Records from a data collection:
• • •
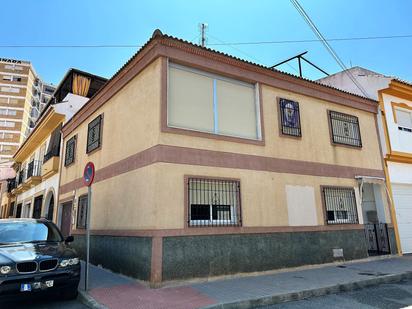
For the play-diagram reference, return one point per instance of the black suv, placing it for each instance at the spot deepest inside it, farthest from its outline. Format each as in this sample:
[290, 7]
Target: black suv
[34, 258]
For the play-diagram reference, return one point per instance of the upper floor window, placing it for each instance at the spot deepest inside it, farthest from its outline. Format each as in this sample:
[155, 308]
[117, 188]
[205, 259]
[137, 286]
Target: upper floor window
[82, 212]
[345, 129]
[70, 151]
[213, 202]
[8, 124]
[404, 119]
[94, 134]
[340, 204]
[211, 103]
[290, 117]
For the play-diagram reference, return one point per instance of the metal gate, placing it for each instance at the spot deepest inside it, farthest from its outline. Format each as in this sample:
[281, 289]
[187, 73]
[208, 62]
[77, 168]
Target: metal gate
[377, 239]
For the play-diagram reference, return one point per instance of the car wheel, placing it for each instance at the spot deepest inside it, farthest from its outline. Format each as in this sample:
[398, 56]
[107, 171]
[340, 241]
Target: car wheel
[70, 293]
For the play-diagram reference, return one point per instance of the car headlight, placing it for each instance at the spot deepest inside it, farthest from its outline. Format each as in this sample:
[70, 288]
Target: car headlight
[67, 262]
[5, 270]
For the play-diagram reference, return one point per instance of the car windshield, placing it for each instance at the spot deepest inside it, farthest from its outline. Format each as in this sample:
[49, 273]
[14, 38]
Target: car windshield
[24, 231]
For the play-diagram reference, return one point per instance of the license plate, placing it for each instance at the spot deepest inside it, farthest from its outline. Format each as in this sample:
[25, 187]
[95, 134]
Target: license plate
[25, 287]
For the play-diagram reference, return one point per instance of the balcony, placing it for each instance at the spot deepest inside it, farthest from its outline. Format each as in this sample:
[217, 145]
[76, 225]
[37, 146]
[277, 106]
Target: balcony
[33, 173]
[11, 185]
[51, 163]
[21, 186]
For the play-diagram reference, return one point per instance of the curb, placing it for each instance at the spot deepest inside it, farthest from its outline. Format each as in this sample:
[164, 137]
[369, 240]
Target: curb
[89, 301]
[294, 296]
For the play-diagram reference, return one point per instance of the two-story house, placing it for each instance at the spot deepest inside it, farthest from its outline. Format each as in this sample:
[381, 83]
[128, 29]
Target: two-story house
[395, 128]
[34, 191]
[208, 165]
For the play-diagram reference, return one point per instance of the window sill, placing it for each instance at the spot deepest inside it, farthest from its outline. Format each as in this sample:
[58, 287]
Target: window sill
[228, 138]
[347, 145]
[89, 153]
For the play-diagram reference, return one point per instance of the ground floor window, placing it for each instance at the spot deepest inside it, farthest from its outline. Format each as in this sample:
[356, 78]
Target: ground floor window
[340, 204]
[82, 212]
[213, 202]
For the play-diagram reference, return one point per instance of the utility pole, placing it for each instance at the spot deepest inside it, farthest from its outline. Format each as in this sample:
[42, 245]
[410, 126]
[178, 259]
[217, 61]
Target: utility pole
[203, 28]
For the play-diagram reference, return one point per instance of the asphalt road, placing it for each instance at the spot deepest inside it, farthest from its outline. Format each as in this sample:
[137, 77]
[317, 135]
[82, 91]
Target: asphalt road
[44, 303]
[388, 296]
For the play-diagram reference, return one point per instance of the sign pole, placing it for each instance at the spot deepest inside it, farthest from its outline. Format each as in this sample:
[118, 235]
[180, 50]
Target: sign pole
[89, 201]
[88, 177]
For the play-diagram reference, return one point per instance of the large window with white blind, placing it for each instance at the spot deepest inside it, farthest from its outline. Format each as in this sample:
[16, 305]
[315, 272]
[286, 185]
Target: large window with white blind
[212, 103]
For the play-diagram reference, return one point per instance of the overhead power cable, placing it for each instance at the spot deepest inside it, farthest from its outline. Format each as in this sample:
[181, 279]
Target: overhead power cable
[242, 52]
[328, 47]
[387, 37]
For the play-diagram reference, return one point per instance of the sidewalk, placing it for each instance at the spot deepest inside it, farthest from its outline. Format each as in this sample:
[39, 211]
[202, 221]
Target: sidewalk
[115, 291]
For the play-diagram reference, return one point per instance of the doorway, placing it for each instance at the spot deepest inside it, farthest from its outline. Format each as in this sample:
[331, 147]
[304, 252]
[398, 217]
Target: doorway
[376, 229]
[66, 218]
[38, 201]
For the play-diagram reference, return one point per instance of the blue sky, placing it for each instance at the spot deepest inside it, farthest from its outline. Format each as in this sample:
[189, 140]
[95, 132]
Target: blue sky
[75, 22]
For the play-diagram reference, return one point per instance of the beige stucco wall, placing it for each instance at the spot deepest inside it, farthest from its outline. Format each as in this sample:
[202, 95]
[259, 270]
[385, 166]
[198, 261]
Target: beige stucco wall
[153, 197]
[131, 124]
[315, 144]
• • •
▸ EXERCISE AIM
Are you able to set down all the lines above exactly, without any pictures?

▸ WRITTEN SOLUTION
For the play-diagram reference, return one point per instance of the black suv, placing it for each instance at the spot deepest inside it, farthest from its outline. Format each as in this sample:
[290, 7]
Target: black suv
[34, 258]
For the play-diagram reference, return one point per instance of the upper floor window, placing it for each instance at the spot deepest inside it, farthest from its outline. Format each as in this sample:
[155, 308]
[117, 188]
[205, 259]
[137, 286]
Target: upper floor window
[82, 212]
[345, 129]
[70, 151]
[213, 202]
[8, 124]
[404, 119]
[94, 134]
[340, 204]
[211, 103]
[290, 117]
For the play-diagram reference, return one point per instance of the metal gate, placing it for each instance at the spot deepest inside it, farthest from its outline. Format each as in this sample:
[281, 289]
[187, 73]
[208, 62]
[77, 168]
Target: metal gate
[377, 239]
For the play-diagram reference, return one point per instance of the car wheel, placing it for each instance at the spot deepest inside it, farthest from its outline. Format each as in this sample:
[398, 56]
[107, 171]
[340, 241]
Target: car wheel
[70, 293]
For the play-diagram reference, return one point per instance of the car headlight, placing it for each instance at the spot deepest inside it, farthest from its outline. Format each as in this sample:
[70, 288]
Target: car headlight
[67, 262]
[5, 270]
For the play-diagram reference, return one point per instance of the car windshield, placing it for each instance at the spot deepest inside it, farthest from its outline. Format each as in this sample:
[49, 273]
[14, 38]
Target: car windshield
[24, 231]
For the play-diagram reference, return one point per instance of the license plate, placing it for each instance at the spot deepest inside it, farthest from its outline. Format each as in this sample:
[25, 187]
[95, 134]
Target: license plate
[25, 287]
For the play-diagram reference, return one point per instance of the balcony, placing it for each instance at the spot deepest inside it, farthest from its outline. Format each as in this sample:
[217, 145]
[76, 225]
[37, 146]
[277, 106]
Target: balcony
[33, 173]
[11, 185]
[51, 163]
[21, 186]
For the play-diagram reference, return one point per instance of the curb, placing it for each instance at the spot deepest inside it, farthest from its outline. Format each as in this sample:
[164, 137]
[369, 240]
Target: curb
[89, 301]
[294, 296]
For the play-diagram reference, return one point per instance of the two-story house, placing it for each instance at the spot deepest inside it, farthest from its outline. Format each as in this sample:
[381, 83]
[128, 29]
Target: two-story house
[395, 128]
[34, 191]
[208, 165]
For the play-diagram reference, return one point per instance of the window sill, placing it for each instance at the spot deepest inside it, farthest from its outline. Format each as in this sample:
[58, 287]
Target: window sill
[228, 138]
[347, 145]
[89, 153]
For the play-diagram reference, return one point per instance of the ground floor window, placing it for each instance at the spot deepest inside it, farthest from its outline. Format each as in this sample:
[356, 78]
Target: ground floor window
[340, 204]
[82, 212]
[213, 202]
For the play-diagram reference, return one point per instance of the utility pole, placing it for each instance at the spot deepest inside it, farthest from its outline. Format each as in this sample:
[42, 245]
[410, 126]
[178, 259]
[217, 61]
Target: utility pole
[203, 28]
For the play-diagram reference, return one point per instance of the asphalt road, placing it for each instance at the spot deepest inside it, farthest from its outline. Format each as in this sample:
[137, 77]
[317, 135]
[82, 91]
Target: asphalt road
[44, 303]
[388, 296]
For the play-diagram reference, return one point per instance of the sign pole, placing it for each instance at the spot deepest inside it, farthest from its outline. Format each as in this sample:
[118, 235]
[180, 50]
Target: sign pole
[89, 201]
[88, 177]
For the play-diagram reference, return one point per instance of the large window with white blind, placing it for each instance at the spot deepest inside it, farthest from its outline. Format each as in this sample:
[16, 305]
[315, 272]
[286, 185]
Target: large window with white blind
[212, 103]
For the play-diagram reference, return one point per instance of the overhead power cable, placing it for each instance at the spot deepest inside it, farthest from its outline. Format each as in this sample:
[181, 279]
Target: overhead power cable
[242, 52]
[328, 47]
[387, 37]
For the play-diagram reference, return one point per instance of the sidewalk, placing it for each instance at the spot deepest inside it, farthest from its outline. Format each as in this sample:
[39, 211]
[202, 221]
Target: sidewalk
[115, 291]
For the play-diagram reference, return one point per instance of the doorway, placing it for each instance at the spot deepest inside it, farthest from its outline. Format each as in this sample:
[331, 147]
[304, 252]
[398, 217]
Target: doorway
[376, 229]
[66, 218]
[38, 201]
For the play-diagram reference, return one point per instance of the blue sky, placing it for each instance at the spot deepest inside it, farthest from its outline. Format each as in this sample:
[189, 140]
[95, 132]
Target: blue sky
[75, 22]
For the play-diagram reference, return one point per instance of the beige stucco wall, placing it for each instance at the spot deepest inside it, farthest from its outline. Format each as in this sample:
[202, 95]
[259, 270]
[385, 166]
[198, 261]
Target: beige stucco wall
[153, 197]
[131, 124]
[315, 144]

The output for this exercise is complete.